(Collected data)
|---|
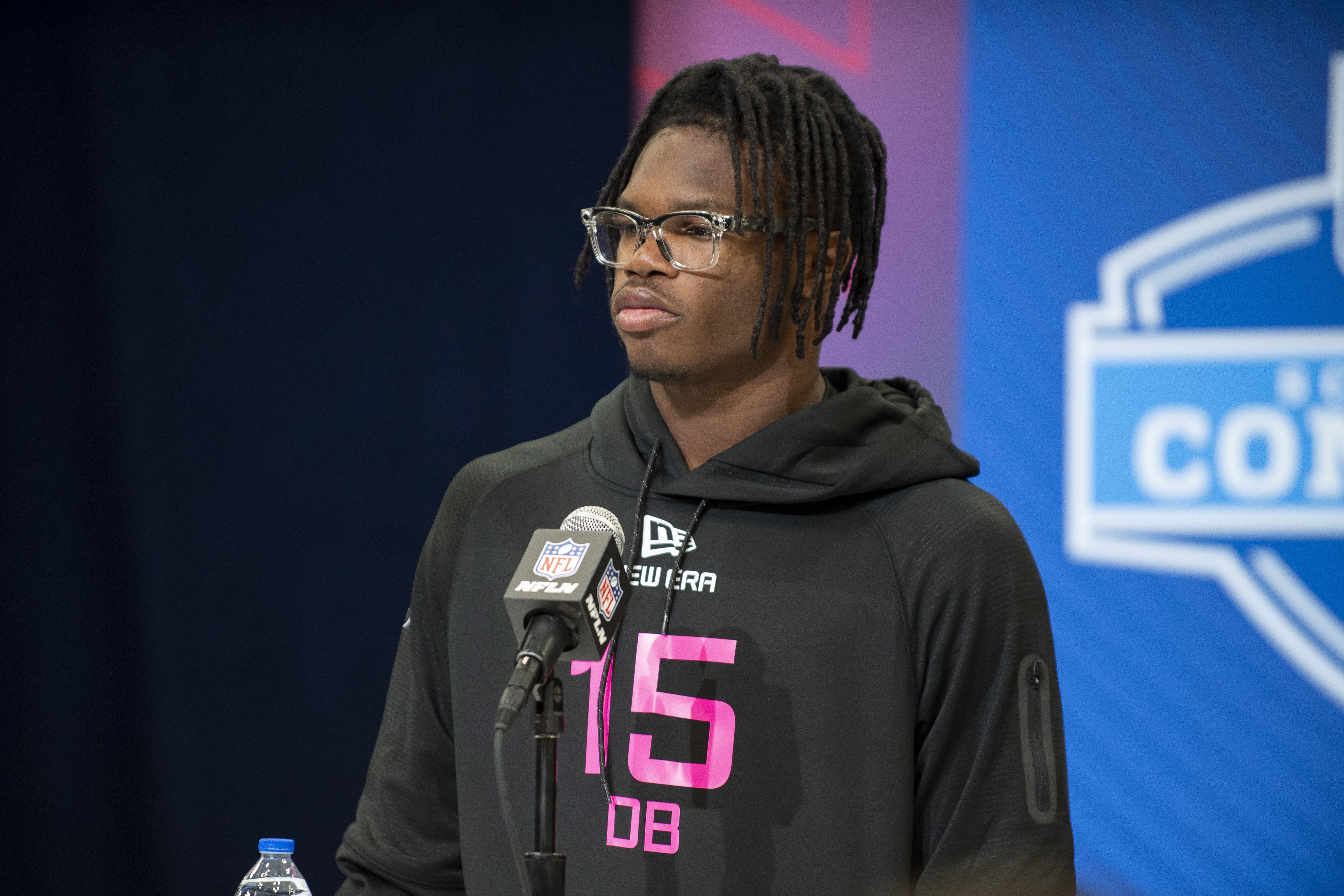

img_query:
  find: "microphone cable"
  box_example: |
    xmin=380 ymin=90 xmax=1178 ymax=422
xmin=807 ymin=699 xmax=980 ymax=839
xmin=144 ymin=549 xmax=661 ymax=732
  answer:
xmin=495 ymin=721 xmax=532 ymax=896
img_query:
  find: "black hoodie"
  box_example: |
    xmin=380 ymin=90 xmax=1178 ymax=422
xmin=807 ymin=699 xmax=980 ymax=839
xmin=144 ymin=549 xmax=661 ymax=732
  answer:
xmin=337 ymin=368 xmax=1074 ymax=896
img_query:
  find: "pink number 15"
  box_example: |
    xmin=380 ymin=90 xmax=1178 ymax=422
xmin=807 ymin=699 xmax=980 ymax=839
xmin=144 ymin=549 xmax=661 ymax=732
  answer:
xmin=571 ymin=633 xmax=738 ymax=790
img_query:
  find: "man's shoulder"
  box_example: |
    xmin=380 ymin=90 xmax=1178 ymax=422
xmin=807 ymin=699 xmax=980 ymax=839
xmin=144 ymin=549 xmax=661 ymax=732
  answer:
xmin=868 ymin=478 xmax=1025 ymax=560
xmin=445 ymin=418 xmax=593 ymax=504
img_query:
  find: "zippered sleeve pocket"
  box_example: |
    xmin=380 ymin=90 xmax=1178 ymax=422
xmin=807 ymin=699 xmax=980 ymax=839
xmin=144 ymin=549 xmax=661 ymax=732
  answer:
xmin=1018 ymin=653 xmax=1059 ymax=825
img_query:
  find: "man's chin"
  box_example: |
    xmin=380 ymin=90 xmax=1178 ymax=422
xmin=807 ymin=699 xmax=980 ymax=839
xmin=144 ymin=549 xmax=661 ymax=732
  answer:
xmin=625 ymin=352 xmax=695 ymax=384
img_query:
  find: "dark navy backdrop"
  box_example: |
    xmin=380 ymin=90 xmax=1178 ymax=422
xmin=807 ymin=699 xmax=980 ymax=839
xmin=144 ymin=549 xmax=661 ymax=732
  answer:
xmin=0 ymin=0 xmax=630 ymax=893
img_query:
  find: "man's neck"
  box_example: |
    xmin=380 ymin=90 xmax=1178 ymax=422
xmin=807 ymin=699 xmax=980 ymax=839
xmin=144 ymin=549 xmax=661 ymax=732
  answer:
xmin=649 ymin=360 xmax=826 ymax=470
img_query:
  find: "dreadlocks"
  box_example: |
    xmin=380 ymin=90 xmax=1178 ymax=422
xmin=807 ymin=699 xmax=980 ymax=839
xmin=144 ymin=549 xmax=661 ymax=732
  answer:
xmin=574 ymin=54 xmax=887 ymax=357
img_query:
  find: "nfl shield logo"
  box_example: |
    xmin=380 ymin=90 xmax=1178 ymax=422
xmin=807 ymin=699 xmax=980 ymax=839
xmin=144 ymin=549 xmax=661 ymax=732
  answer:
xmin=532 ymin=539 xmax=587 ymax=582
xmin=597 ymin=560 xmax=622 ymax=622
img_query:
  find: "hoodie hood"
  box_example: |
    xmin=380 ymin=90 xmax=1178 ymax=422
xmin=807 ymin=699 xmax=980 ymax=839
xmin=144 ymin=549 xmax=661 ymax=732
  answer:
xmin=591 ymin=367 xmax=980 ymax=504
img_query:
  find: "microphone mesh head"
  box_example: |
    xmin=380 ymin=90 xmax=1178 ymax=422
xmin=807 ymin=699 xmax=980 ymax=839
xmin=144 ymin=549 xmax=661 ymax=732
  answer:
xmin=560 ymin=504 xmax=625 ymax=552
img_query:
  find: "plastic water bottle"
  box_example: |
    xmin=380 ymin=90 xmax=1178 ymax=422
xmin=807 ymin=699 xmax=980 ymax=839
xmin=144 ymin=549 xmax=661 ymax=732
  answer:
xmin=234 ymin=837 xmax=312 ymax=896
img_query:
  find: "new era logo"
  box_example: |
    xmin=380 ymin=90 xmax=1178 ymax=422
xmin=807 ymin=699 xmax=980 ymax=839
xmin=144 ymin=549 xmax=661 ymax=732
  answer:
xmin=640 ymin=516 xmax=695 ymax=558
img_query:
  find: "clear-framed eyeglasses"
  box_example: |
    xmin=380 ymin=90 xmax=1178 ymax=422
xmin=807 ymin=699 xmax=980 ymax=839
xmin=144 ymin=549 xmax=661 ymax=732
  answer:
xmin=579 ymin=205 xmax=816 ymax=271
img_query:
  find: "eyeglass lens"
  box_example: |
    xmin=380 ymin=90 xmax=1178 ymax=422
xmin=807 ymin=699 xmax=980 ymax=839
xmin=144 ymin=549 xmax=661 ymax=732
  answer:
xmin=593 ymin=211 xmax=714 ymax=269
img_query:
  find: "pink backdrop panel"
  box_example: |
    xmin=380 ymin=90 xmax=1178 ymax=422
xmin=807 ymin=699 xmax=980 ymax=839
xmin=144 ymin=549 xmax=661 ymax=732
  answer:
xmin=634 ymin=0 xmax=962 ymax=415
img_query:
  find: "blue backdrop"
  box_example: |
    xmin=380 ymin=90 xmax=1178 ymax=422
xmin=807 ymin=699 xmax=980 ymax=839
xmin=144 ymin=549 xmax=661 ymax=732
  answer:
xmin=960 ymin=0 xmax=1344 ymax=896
|---|
State how many lines in the items above contain the string "microphone", matching case exactly, and give only that number.

**Answer to the exercise**
2